Below are records; reproduce exactly the lines from the one that has "[tag] red car (a point for each instance)" through the one that has "[tag] glass skyscraper", ends included, and nothing more.

▶ [Items listed in a dataset]

------------------------------------------------------------

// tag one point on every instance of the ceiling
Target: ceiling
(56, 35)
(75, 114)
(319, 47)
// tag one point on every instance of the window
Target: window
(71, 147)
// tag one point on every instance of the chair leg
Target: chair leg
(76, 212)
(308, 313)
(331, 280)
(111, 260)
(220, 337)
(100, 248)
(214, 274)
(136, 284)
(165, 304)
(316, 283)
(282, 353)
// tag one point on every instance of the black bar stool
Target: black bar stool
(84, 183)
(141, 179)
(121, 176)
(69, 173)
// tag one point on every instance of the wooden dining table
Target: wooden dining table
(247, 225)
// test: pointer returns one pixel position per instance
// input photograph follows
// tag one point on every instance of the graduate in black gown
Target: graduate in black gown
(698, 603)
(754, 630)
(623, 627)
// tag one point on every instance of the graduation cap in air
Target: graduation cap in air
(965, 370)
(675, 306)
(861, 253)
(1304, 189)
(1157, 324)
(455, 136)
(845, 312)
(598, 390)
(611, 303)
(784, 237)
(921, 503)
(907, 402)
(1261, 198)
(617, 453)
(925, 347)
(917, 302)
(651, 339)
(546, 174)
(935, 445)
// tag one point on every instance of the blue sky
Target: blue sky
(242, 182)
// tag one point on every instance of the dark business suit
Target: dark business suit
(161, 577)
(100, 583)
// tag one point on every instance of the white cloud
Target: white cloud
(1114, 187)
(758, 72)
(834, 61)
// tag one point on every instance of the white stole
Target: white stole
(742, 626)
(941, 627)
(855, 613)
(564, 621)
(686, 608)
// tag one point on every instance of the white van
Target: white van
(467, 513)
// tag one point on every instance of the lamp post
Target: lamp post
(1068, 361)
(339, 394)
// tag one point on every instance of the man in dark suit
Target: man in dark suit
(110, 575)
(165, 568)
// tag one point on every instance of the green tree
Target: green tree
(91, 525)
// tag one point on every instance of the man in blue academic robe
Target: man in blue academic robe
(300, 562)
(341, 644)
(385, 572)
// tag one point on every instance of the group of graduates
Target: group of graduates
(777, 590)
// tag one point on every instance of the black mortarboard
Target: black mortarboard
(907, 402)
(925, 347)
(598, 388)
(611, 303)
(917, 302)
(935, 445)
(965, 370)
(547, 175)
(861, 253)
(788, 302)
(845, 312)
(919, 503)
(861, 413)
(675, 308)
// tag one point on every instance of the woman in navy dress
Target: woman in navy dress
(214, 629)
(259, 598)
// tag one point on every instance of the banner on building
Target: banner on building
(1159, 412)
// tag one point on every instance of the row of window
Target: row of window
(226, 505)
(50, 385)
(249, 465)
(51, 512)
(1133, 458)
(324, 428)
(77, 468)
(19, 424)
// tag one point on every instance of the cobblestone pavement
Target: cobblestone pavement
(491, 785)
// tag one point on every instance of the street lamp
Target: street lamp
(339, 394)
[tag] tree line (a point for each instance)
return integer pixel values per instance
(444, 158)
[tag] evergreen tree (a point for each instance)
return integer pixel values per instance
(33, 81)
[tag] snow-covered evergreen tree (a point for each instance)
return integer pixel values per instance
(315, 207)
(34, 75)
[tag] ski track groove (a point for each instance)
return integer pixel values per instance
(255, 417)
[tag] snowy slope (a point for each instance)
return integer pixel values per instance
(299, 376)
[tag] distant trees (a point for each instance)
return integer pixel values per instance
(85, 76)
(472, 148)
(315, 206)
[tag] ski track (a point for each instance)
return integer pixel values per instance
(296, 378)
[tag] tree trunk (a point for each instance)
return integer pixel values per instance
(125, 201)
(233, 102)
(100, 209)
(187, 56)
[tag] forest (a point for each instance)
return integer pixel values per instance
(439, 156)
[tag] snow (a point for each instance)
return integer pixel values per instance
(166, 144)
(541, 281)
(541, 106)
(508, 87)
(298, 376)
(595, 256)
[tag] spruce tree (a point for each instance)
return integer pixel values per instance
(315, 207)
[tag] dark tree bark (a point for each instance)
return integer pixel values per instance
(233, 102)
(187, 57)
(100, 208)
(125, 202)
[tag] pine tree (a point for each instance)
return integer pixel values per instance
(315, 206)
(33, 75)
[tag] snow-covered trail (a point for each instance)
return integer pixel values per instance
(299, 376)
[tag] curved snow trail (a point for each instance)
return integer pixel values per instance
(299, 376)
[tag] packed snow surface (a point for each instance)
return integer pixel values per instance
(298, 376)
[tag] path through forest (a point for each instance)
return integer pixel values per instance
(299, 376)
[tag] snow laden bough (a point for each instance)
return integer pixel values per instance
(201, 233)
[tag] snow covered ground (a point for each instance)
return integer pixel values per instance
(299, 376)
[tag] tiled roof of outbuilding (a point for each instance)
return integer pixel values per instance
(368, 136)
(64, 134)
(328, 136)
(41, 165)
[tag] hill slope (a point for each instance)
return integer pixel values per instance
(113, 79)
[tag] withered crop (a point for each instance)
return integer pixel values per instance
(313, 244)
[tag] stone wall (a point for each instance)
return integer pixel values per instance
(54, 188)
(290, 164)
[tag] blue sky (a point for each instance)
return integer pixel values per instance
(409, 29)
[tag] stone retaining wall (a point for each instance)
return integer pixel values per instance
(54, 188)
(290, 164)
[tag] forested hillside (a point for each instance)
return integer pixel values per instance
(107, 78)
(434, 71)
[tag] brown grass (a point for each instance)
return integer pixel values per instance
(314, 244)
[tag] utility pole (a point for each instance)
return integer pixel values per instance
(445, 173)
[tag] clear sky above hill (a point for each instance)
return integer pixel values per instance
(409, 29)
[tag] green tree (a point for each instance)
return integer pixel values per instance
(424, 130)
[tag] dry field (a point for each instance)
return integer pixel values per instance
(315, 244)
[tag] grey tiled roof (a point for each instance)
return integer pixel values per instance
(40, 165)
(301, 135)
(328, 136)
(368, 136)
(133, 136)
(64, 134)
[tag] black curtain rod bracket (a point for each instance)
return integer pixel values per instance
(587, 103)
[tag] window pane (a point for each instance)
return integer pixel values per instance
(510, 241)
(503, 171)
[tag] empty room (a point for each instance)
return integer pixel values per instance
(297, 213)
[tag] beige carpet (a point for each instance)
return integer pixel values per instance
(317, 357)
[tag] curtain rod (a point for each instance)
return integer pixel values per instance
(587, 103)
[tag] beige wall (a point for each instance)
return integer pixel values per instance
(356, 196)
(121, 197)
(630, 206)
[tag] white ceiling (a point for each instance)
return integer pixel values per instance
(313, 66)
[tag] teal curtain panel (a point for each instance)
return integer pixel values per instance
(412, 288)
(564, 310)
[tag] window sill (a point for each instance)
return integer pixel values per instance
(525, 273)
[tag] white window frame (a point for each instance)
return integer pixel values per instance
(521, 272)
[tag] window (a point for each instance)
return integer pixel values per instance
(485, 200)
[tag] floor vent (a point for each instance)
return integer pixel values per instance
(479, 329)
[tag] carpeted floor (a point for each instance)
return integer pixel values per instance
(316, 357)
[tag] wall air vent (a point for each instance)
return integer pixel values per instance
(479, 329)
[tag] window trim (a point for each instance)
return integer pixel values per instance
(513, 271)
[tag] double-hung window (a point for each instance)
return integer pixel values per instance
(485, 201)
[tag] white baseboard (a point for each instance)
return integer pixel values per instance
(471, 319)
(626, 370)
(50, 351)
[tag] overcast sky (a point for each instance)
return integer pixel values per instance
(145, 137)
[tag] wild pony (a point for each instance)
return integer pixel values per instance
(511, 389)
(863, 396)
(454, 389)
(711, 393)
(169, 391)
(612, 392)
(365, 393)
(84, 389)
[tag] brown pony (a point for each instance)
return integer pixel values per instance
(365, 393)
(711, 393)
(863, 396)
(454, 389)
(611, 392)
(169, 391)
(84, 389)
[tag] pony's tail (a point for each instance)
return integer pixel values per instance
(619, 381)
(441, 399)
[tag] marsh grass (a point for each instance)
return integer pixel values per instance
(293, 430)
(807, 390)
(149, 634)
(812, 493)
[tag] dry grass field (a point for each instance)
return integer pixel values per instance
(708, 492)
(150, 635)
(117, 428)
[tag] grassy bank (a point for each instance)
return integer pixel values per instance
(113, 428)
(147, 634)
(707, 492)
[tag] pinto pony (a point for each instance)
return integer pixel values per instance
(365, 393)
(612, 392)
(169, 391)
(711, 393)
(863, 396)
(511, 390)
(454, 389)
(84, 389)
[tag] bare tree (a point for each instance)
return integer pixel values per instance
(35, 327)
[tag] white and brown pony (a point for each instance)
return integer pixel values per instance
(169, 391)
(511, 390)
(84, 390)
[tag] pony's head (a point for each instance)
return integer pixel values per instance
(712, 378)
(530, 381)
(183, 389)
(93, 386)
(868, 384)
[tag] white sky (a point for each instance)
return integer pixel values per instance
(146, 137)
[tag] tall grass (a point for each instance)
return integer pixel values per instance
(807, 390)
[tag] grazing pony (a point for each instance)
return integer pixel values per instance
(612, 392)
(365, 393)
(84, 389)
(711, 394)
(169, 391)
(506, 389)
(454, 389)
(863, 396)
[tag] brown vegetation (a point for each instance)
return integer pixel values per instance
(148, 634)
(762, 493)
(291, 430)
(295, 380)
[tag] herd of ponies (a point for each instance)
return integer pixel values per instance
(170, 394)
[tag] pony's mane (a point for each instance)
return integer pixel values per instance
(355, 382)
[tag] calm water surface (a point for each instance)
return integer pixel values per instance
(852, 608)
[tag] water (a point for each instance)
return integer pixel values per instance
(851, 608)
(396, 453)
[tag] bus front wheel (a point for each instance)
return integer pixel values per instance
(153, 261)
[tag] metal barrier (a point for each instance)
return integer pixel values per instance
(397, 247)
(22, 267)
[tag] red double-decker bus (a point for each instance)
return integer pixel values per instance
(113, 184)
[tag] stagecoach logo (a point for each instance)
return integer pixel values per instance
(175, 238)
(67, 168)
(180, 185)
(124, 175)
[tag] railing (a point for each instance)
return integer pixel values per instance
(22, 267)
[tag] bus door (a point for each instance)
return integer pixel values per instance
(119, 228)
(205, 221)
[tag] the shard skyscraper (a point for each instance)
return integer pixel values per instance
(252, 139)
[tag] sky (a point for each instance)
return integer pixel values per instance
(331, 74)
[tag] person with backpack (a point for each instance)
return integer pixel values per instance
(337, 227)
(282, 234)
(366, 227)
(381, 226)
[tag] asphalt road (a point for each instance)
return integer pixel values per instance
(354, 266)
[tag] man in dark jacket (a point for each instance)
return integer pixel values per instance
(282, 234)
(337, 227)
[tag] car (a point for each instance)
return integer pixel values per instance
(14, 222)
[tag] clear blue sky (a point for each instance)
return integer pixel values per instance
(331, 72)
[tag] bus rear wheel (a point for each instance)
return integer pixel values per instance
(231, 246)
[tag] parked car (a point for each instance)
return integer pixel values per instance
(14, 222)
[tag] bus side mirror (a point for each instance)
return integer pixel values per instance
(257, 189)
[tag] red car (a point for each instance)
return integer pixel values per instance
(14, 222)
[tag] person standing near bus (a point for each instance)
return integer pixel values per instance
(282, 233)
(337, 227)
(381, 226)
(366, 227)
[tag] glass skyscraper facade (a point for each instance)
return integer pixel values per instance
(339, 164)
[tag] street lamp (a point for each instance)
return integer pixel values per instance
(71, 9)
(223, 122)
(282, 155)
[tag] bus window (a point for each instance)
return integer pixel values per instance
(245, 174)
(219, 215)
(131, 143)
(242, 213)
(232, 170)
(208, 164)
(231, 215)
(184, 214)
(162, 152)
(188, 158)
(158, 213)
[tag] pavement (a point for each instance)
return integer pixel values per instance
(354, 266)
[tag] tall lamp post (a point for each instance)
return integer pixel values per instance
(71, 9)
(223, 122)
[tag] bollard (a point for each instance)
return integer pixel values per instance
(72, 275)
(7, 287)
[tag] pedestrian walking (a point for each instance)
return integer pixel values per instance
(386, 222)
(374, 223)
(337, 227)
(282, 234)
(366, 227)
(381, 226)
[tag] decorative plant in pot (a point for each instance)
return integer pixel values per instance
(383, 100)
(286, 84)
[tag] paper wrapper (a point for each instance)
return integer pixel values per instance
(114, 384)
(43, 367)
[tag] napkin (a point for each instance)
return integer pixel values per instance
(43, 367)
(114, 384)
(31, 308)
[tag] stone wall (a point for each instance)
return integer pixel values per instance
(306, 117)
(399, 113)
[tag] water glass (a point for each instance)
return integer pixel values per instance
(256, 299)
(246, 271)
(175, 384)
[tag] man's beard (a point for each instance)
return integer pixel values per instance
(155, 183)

------------------------------------------------------------

▶ [PROBLEM SOLUTION]
[tag] red car (a point for each instance)
return integer pixel values per instance
(14, 222)
[tag] person standing near bus (a point for each instance)
return integer pixel values per instance
(282, 233)
(337, 227)
(381, 226)
(366, 227)
[tag] glass skyscraper facade (a point for each instance)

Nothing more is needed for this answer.